__Set task__. Arrange every line of the items below as a numbered list, leaving out the blank lines.

__Records supplied__.
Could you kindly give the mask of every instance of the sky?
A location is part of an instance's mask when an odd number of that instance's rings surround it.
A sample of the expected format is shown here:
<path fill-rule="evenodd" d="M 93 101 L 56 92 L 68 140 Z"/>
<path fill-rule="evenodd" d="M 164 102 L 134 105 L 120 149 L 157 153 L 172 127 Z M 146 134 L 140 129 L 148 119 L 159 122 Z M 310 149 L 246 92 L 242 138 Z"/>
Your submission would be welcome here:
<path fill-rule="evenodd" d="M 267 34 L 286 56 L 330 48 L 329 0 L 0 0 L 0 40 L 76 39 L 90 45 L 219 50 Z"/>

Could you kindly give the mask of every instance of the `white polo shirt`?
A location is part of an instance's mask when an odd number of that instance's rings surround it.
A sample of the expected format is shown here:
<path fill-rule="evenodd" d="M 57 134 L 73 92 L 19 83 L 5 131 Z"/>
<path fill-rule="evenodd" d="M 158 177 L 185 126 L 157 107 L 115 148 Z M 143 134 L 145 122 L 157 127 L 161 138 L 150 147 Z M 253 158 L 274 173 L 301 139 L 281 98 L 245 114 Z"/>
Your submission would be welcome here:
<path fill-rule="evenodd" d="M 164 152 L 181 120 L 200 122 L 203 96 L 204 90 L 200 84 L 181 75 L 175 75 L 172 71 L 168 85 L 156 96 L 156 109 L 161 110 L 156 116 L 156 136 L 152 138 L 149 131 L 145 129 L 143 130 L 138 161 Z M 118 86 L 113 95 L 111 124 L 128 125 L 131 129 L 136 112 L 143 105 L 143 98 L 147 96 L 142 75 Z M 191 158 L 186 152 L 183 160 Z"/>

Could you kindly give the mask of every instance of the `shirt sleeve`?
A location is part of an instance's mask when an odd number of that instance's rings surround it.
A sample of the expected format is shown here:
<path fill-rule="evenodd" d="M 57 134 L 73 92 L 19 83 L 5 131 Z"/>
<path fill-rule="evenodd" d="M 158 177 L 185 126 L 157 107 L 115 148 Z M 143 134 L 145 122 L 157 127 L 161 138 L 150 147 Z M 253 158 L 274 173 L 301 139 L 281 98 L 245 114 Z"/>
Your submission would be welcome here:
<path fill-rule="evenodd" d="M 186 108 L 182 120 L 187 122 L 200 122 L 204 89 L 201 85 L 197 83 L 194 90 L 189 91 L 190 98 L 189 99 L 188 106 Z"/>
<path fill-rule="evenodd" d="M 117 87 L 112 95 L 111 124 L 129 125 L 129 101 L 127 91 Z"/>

__Exercise response__.
1. Could you kindly give the mask of every instance of the sky?
2. A location is part of an instance's mask when an odd number of that instance's rings surround it.
3. A sample of the expected format is shown here:
4. <path fill-rule="evenodd" d="M 93 101 L 56 92 L 68 140 Z"/>
5. <path fill-rule="evenodd" d="M 164 102 L 134 105 L 120 149 L 157 153 L 172 127 Z M 146 134 L 140 129 L 148 119 L 159 122 Z M 310 149 L 246 92 L 242 138 Z"/>
6. Your submission would be welcome here:
7. <path fill-rule="evenodd" d="M 267 34 L 286 56 L 330 48 L 329 0 L 0 0 L 0 40 L 76 39 L 90 45 L 219 50 Z"/>
8. Could you kindly give the mask of every instance of the `white polo shirt`?
9. A location is part of an instance's mask when an odd number of that instance's rings surround it.
10. A sample of the expected format is shown here:
11. <path fill-rule="evenodd" d="M 57 134 L 73 92 L 19 83 L 5 131 Z"/>
12. <path fill-rule="evenodd" d="M 158 177 L 185 126 L 157 107 L 115 148 Z M 143 134 L 145 122 L 157 127 L 161 138 L 150 147 Z M 253 158 L 274 173 L 301 139 L 281 98 L 245 114 Z"/>
13. Your submission would be welcome here:
14. <path fill-rule="evenodd" d="M 164 152 L 181 120 L 200 122 L 203 96 L 204 90 L 200 84 L 181 75 L 175 75 L 172 71 L 168 85 L 156 96 L 156 109 L 161 110 L 156 116 L 156 136 L 152 138 L 149 131 L 145 129 L 143 130 L 138 161 Z M 118 86 L 113 95 L 111 124 L 128 125 L 131 129 L 136 112 L 143 105 L 143 98 L 147 96 L 142 75 Z M 191 158 L 186 152 L 183 160 Z"/>
15. Could you kindly give the mask of every instance of the `shirt sleeve`?
16. A location is part of an instance's mask when an odd number of that instance's rings surround it.
17. A sample of the expected format is shown here:
18. <path fill-rule="evenodd" d="M 57 134 L 73 92 L 19 83 L 5 131 Z"/>
19. <path fill-rule="evenodd" d="M 158 177 L 185 126 L 157 107 L 115 148 Z M 143 134 L 145 122 L 157 127 L 161 138 L 150 147 Z M 253 158 L 274 173 L 301 139 L 281 98 L 245 114 Z"/>
20. Your submission would be welcome here:
21. <path fill-rule="evenodd" d="M 186 108 L 182 120 L 187 122 L 200 122 L 204 89 L 201 85 L 197 83 L 194 90 L 189 91 L 190 98 L 189 99 L 188 106 Z"/>
22. <path fill-rule="evenodd" d="M 117 87 L 112 95 L 111 124 L 129 125 L 129 101 L 127 91 Z"/>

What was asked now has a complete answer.